## start EXERCISE INPUTS
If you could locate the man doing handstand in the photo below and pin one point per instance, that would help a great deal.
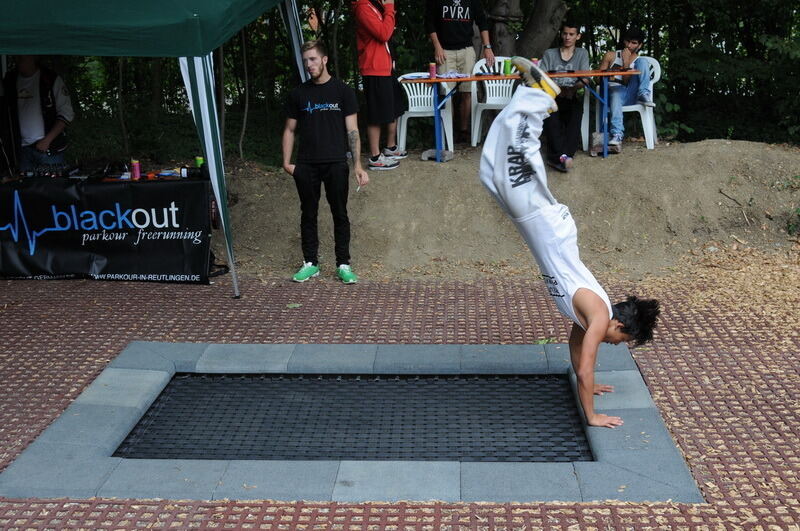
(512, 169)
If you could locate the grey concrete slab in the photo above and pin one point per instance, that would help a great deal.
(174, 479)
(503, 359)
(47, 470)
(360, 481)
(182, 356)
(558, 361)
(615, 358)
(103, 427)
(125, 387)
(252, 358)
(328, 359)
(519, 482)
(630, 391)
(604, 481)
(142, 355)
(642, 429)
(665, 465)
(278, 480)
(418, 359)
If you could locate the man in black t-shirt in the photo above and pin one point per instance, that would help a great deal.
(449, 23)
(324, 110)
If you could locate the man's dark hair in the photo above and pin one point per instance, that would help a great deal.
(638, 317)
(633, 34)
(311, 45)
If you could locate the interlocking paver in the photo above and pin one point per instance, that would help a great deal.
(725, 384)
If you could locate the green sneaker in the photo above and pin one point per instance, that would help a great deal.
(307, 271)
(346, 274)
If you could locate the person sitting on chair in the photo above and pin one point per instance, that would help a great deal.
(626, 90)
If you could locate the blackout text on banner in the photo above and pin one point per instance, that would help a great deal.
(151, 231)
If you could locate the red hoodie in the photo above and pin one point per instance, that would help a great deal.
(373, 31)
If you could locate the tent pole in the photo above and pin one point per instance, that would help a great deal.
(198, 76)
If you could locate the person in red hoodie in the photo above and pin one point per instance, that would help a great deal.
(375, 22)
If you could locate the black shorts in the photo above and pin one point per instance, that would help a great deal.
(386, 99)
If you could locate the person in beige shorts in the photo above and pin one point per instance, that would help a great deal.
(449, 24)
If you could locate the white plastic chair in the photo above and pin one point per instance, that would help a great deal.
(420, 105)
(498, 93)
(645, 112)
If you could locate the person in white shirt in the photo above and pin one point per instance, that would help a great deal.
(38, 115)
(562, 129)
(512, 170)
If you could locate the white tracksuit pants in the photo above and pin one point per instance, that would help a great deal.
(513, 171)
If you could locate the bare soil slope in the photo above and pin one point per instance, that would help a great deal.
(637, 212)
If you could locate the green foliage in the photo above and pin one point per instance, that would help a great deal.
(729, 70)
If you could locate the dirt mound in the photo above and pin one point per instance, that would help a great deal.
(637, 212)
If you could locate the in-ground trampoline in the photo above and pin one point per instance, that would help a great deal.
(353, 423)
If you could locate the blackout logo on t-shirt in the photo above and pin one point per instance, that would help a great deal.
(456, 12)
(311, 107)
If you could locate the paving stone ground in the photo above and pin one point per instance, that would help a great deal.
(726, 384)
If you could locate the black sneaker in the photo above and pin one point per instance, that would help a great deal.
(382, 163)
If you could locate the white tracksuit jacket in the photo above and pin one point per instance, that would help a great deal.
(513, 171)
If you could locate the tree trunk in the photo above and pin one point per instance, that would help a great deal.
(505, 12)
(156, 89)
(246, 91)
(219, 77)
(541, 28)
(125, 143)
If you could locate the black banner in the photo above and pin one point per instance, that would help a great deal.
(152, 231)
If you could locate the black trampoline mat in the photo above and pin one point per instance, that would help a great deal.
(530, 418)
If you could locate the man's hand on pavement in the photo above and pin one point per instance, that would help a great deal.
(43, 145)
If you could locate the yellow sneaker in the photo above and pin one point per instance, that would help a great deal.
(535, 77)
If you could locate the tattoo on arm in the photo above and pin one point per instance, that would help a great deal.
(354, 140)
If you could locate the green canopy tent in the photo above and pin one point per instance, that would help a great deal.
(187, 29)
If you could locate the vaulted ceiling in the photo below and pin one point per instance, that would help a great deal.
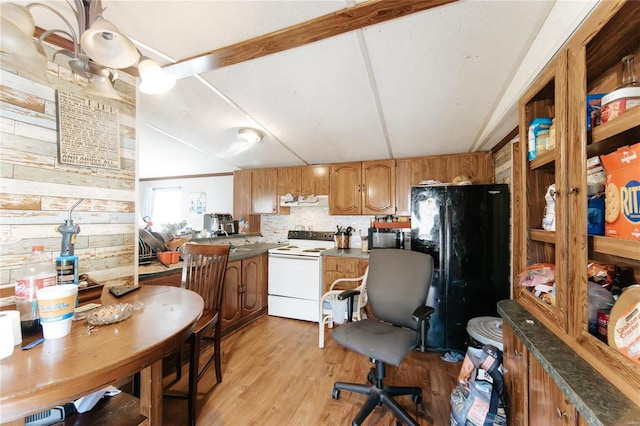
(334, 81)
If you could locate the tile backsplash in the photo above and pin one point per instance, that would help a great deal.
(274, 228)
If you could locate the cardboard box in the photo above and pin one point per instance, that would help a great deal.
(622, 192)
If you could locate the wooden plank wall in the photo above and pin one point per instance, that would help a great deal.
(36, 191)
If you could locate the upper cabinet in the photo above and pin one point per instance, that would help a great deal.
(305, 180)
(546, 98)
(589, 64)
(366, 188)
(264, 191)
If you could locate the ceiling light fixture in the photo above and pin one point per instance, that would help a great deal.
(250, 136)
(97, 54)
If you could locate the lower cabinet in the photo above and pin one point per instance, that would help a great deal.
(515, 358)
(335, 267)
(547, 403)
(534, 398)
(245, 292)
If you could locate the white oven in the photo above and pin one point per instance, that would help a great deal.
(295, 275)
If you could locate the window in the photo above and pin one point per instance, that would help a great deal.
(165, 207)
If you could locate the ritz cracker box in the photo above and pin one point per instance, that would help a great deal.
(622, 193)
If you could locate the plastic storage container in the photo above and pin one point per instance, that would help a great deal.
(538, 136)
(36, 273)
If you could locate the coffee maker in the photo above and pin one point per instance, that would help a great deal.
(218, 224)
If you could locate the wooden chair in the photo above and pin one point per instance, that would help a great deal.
## end EXERCISE INPUTS
## DIRECTIVE
Lay out all of the records above as a numbered list, one line per item, with no blank lines and no pictures.

## EXERCISE RESPONSE
1. If you could locate the man doing handstand in the photo below and pin one point per instance, that would help a great deal.
2. (512, 169)
3. If you could locate the grey concrete slab in the photo above and pin one point per instance, that would help a great deal.
4. (174, 479)
5. (503, 359)
6. (47, 470)
7. (360, 481)
8. (182, 356)
9. (558, 361)
10. (615, 358)
11. (103, 427)
12. (125, 387)
13. (252, 358)
14. (328, 359)
15. (519, 482)
16. (630, 391)
17. (604, 481)
18. (142, 355)
19. (642, 429)
20. (665, 465)
21. (278, 480)
22. (418, 359)
23. If you could locate the man in black t-shirt in the photo above and pin one point per instance, that would help a great deal.
24. (449, 23)
25. (324, 110)
26. If you could locate the man's dark hair in the photo above and pin one point per instance, that would help a great deal.
27. (638, 317)
28. (633, 34)
29. (311, 45)
30. If you could locate the interlocking paver in the photo above and pin one point per instance, that would help a great deal.
31. (725, 384)
32. If you could locate the green sneaker in the photo above and pin one point per instance, that would help a great deal.
33. (307, 271)
34. (346, 274)
35. If you could locate the person sitting on chair in the photo above and pin one point per instance, that would help a great deal.
36. (626, 90)
37. If you could locate the blackout text on banner in the photo above and pin one point per instance, that would help a great deal.
38. (151, 231)
39. If you could locate the red hoodie in the photo above and pin one point per instance, that would help a great deal.
40. (373, 31)
41. If you could locate the tent pole in the photo above and pin one point per instance, that would help a great deal.
42. (198, 76)
43. If you could locate the person in red hoodie in the photo above and pin one point per instance, that would help a great deal.
44. (375, 22)
45. If you could locate the black shorts in the photo above and pin one point per instance, that would help a great deal.
46. (386, 99)
47. If you could locate the person in beige shorts in the photo above and pin one point per instance, that would help a great deal.
48. (449, 24)
49. If you could locate the white plastic chair in the photo above and pin one point per instance, that would help a great deal.
50. (420, 105)
51. (498, 93)
52. (645, 112)
53. If you could locate the person in white shirt in the photo above and pin one point per instance, that would help a great deal.
54. (38, 115)
55. (562, 129)
56. (512, 170)
57. If you could locate the white tracksuit pants in the photo above and pin one point per instance, that would help a great deal.
58. (513, 171)
59. If you could locate the bare soil slope in the photo above and pin one point per instance, that would help a great deal.
60. (637, 212)
61. If you could locate the green foliage in the photo above and pin one point per instance, that would help a great deal.
62. (729, 70)
63. If you could locate the dirt mound in the photo above and pin one point per instance, that would help a great deal.
64. (637, 212)
65. If you could locate the in-ground trampoline in the photo above and pin one point per instance, that would help a great deal.
66. (353, 423)
67. If you could locate the blackout logo on t-shirt in the photo above and pin one point per instance, that would help a great deal.
68. (456, 12)
69. (311, 107)
70. If you could locate the paving stone ground in the photo above and pin one point per instance, that would help a great deal.
71. (726, 384)
72. If you could locate the black sneaker in the photo above and pin one point per instance, that would help a great deal.
73. (382, 163)
74. If you could locate the white tracksuit jacket in the photo above and pin one point per instance, that would help a great deal.
75. (513, 171)
76. If you could locate the tree trunk in the photo above and pin one point per instance, that would help a great deal.
77. (505, 12)
78. (156, 89)
79. (246, 91)
80. (219, 77)
81. (541, 28)
82. (125, 143)
83. If you could locate the black banner in the photo above and pin one point per instance, that would help a great deal.
84. (152, 231)
85. If you could locate the black trampoline mat in the photo above and pin one point per instance, that would help a great deal.
86. (530, 418)
87. If you could locate the man's hand on pavement in the photo above and pin one point per instance, that would help a great deal.
88. (43, 145)
89. If you could locate the yellow sneaker in the photo above and pin one point per instance, that would help a great deal.
90. (535, 77)
91. If you could locate the tattoo on arm in the photo above and pin one point per instance, that would help a great deal.
92. (354, 140)
93. If you could locate the green canopy tent in the photo above and pin one point per instance, that would help a great deal.
94. (187, 29)
95. If you could locate the vaulted ceiling in the photo below and pin one point per instance, that would help a great deal.
96. (334, 81)
97. If you could locate the tile backsplash in the photo above and pin one point per instance, that would help a great deal.
98. (274, 228)
99. If you could locate the cardboard box in the photo above and pin one point per instance, that would help a great deal.
100. (622, 192)
101. If you could locate the wooden plank wall in the photo above and pin one point per instance, that would help a great deal.
102. (36, 191)
103. If you could locate the upper cabinet in the photo above and pin one point per instance, that would help a great deal.
104. (305, 180)
105. (546, 98)
106. (589, 64)
107. (366, 188)
108. (264, 191)
109. If you could locate the ceiling light fixture in the photo above and pin one point per instance, that would help a great deal.
110. (250, 136)
111. (97, 54)
112. If you could locate the lower cabinet in the photo above and pin one point per instance, that would help a great deal.
113. (515, 358)
114. (335, 267)
115. (547, 403)
116. (534, 398)
117. (245, 292)
118. If you could locate the white oven in the photo above and pin one point per instance, that would help a great deal.
119. (295, 275)
120. If you could locate the window in the photo above and pin one point per instance, that would help a great deal.
121. (165, 207)
122. If you could locate the ritz cracker box in the photo above and pin one point per instance, that would help a great deal.
123. (622, 193)
124. If you could locate the plastic storage container in the photo above and pin one point per instance, that would help a great deal.
125. (538, 136)
126. (36, 273)
127. If you could locate the coffee maker in the photo above and pin one point per instance, that would help a great deal.
128. (218, 224)
129. If you could locate the wooden chair in the photo above and pin one point per instance, that would help a great deal.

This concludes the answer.